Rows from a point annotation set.
◆ ◆ ◆ ◆ ◆
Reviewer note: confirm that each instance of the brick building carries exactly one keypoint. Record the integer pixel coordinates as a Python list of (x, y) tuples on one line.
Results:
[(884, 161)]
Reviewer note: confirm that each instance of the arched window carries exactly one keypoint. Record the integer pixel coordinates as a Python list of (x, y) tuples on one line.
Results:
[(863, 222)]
◆ ◆ ◆ ◆ ◆
Task to carry out. Reproduce every row above word for word, keeping the original line breaks and order.

Result of this exercise.
Reviewer note: confirm that each instance of the brick building carries exactly one keypoint. Record the integer pixel coordinates as a Python list of (x, y) tuples on one line.
Results:
[(884, 161)]
Reviewer note: confirm that each instance of the arched window carries exactly one keypoint. Record the integer pixel coordinates as a Python list of (x, y) tuples on one line.
Results:
[(863, 222)]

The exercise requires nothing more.